Dataset rows
:::
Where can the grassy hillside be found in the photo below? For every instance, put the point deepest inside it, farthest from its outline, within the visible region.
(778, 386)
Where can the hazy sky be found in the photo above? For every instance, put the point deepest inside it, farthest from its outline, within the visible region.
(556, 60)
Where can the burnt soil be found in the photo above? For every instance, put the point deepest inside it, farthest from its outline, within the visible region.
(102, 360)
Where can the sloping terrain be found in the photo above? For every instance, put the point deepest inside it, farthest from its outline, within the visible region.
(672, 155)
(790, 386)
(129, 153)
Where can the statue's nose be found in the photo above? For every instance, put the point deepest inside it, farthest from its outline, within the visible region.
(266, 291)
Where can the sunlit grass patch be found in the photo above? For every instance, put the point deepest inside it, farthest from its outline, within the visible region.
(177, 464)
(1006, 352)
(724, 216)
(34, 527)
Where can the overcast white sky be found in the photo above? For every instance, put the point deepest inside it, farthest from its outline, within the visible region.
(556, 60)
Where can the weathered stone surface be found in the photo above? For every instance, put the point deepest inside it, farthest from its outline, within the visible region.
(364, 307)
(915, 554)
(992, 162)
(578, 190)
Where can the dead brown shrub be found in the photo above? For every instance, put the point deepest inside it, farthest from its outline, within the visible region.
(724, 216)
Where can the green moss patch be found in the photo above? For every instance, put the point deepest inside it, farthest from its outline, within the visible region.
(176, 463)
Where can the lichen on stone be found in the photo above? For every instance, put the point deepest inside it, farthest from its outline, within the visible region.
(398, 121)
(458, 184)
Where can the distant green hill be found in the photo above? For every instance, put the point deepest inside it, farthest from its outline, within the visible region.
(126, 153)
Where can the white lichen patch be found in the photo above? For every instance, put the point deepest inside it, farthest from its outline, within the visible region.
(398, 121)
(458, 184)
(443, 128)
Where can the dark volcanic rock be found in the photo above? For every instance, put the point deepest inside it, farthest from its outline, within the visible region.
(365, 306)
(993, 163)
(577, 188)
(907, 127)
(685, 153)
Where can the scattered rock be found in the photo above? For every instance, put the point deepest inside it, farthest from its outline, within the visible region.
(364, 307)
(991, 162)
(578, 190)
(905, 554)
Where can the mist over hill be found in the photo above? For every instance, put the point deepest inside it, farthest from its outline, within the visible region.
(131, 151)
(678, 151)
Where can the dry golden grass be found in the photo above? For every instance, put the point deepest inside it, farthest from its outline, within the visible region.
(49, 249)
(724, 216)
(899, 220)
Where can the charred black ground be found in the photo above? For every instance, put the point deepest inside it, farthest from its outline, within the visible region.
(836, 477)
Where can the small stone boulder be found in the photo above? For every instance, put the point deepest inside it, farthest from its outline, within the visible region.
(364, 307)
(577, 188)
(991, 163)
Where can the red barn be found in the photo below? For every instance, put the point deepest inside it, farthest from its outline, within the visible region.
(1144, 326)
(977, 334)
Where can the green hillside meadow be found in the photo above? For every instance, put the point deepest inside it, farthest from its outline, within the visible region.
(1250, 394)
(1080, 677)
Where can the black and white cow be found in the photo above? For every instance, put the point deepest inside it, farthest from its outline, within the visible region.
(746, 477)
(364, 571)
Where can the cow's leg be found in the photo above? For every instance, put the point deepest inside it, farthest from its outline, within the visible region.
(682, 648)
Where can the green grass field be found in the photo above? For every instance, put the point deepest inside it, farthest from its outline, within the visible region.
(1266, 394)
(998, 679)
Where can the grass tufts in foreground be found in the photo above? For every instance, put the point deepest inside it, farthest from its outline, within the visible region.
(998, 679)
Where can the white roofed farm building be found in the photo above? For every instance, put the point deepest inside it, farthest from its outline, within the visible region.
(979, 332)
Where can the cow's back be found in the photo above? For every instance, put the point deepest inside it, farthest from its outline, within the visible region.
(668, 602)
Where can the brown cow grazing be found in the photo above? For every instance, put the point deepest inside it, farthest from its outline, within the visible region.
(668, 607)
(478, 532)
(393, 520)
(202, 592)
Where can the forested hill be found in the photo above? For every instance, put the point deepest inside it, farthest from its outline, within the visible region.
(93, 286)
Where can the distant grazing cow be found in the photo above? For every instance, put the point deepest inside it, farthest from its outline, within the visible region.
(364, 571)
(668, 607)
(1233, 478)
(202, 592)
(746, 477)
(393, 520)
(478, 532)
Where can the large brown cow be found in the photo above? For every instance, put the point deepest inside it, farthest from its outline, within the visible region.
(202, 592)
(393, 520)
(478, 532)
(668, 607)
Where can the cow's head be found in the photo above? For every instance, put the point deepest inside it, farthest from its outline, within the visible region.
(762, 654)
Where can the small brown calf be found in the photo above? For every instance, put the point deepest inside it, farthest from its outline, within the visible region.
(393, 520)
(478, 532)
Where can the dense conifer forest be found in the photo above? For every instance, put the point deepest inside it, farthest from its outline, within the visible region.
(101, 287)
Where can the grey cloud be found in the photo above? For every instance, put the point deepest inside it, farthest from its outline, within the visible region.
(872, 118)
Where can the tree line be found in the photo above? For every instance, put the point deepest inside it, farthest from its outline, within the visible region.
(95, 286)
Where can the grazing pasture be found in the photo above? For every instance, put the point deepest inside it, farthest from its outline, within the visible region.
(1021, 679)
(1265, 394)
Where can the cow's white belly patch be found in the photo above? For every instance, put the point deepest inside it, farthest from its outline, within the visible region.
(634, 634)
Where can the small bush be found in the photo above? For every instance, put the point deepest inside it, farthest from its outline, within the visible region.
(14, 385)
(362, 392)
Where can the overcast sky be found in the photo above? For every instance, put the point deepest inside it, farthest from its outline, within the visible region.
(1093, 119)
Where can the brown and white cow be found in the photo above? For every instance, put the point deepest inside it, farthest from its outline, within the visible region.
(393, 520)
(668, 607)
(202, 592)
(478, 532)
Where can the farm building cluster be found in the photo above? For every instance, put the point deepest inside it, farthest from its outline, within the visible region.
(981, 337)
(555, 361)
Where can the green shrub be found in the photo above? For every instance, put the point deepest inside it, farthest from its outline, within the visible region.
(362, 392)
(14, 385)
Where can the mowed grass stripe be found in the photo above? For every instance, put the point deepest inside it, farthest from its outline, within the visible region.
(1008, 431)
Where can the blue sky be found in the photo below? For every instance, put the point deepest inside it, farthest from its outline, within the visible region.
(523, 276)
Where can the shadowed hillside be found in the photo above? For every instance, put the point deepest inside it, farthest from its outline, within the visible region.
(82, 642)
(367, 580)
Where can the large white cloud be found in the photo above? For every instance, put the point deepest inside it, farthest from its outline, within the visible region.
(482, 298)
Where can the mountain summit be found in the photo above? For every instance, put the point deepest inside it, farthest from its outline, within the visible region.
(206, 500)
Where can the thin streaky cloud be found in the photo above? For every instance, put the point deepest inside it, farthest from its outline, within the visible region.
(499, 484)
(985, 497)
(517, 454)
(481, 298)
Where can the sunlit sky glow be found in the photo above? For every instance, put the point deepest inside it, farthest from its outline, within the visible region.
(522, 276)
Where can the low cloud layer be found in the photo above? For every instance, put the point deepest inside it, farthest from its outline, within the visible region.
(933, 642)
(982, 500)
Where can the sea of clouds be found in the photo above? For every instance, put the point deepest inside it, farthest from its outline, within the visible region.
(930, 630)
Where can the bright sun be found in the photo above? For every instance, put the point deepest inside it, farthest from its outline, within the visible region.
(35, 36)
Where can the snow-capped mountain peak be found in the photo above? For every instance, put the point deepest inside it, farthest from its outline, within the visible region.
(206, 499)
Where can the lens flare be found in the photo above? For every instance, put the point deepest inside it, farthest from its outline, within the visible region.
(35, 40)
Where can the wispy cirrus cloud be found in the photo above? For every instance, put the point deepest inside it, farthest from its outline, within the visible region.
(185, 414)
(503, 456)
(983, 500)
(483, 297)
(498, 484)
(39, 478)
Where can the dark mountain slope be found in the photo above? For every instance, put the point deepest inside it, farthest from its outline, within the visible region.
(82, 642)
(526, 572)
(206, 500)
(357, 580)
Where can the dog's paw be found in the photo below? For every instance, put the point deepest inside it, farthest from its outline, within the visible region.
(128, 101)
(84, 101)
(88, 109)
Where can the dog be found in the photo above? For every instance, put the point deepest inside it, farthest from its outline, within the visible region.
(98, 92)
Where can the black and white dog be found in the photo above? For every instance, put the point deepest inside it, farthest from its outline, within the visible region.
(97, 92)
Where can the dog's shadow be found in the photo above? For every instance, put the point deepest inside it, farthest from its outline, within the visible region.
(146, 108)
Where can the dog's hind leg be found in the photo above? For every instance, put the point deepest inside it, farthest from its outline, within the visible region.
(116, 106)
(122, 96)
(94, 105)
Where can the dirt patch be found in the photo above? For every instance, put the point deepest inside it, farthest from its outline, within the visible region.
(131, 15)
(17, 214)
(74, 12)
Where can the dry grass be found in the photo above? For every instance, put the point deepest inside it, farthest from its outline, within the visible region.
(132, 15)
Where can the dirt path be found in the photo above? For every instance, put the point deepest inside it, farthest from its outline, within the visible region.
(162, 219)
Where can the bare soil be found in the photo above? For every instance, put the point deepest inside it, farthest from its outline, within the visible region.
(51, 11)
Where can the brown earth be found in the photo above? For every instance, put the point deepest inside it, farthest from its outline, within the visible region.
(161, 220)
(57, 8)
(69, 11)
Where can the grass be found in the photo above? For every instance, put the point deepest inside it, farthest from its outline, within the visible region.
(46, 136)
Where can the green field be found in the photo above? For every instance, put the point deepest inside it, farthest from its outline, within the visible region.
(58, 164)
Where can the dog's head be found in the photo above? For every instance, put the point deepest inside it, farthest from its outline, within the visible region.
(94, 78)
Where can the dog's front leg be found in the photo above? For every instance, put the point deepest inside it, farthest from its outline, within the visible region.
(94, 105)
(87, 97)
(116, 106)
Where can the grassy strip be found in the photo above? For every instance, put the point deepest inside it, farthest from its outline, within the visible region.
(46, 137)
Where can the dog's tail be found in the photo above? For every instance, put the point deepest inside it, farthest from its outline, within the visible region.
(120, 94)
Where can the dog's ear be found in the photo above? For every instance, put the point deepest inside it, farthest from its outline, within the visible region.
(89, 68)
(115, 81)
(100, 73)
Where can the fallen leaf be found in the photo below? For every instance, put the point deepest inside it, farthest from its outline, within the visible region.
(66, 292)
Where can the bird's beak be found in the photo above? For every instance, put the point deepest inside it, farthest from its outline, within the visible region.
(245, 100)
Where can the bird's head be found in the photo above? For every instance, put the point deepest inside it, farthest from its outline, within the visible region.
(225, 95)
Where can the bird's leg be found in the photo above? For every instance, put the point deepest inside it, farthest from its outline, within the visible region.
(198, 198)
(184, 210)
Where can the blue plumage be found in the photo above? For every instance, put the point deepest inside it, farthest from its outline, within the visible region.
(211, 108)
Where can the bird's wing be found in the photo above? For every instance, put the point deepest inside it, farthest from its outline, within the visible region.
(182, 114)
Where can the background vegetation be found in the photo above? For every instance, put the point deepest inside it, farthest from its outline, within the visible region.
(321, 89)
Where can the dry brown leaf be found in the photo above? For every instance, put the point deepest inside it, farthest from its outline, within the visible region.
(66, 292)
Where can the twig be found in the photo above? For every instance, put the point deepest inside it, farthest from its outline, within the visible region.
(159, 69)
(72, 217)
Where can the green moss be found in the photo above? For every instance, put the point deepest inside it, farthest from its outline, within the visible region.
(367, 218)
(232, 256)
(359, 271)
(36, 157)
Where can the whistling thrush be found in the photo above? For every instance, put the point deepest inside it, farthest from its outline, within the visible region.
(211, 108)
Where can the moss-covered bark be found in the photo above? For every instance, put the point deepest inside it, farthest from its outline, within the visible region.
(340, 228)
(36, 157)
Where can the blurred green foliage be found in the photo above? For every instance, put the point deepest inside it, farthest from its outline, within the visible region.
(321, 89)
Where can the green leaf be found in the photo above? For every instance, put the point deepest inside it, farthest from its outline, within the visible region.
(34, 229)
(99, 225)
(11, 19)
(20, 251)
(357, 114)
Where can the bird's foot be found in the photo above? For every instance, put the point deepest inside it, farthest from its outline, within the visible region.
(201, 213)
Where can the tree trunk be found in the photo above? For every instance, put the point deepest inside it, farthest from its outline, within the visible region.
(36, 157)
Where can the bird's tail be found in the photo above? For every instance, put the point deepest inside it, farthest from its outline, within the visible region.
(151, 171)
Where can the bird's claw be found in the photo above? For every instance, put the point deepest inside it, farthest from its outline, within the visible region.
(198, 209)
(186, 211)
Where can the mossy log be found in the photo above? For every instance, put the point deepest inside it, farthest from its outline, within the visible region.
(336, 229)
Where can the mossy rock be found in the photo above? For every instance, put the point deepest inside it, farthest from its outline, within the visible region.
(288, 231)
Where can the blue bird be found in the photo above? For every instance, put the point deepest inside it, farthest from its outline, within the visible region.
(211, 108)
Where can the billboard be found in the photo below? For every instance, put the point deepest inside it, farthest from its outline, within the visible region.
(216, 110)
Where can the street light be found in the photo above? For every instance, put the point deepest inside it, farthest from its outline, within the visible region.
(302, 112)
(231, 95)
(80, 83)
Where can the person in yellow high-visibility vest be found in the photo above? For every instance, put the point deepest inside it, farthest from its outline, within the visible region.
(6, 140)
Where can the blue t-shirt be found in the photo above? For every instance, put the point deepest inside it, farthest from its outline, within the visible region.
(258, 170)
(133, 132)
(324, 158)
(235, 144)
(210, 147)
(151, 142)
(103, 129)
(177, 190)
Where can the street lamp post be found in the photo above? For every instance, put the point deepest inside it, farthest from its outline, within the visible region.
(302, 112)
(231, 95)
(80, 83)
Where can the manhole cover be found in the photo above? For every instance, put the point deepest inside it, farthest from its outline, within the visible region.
:::
• Work to be completed: Reproduce nothing but the lines from the line containing "Where can the blue t-shirt" to the last line of the data, each exactly as written.

• Full answer:
Where can the blue t-shirt be found in the photo above? For every instance, put the point deepest inside it, farthest from its outline, within the visible region.
(258, 170)
(133, 132)
(324, 158)
(235, 144)
(210, 147)
(151, 142)
(103, 129)
(177, 190)
Where can the street lamp post be found in the photo above? For every instance, put the point deepest inside it, farthest from its outline, within the visible region.
(302, 112)
(231, 95)
(80, 83)
Where can the manhole cover be found in the photo above? For every instance, put the point deepest inside it, farthest from its outline, within the visible region.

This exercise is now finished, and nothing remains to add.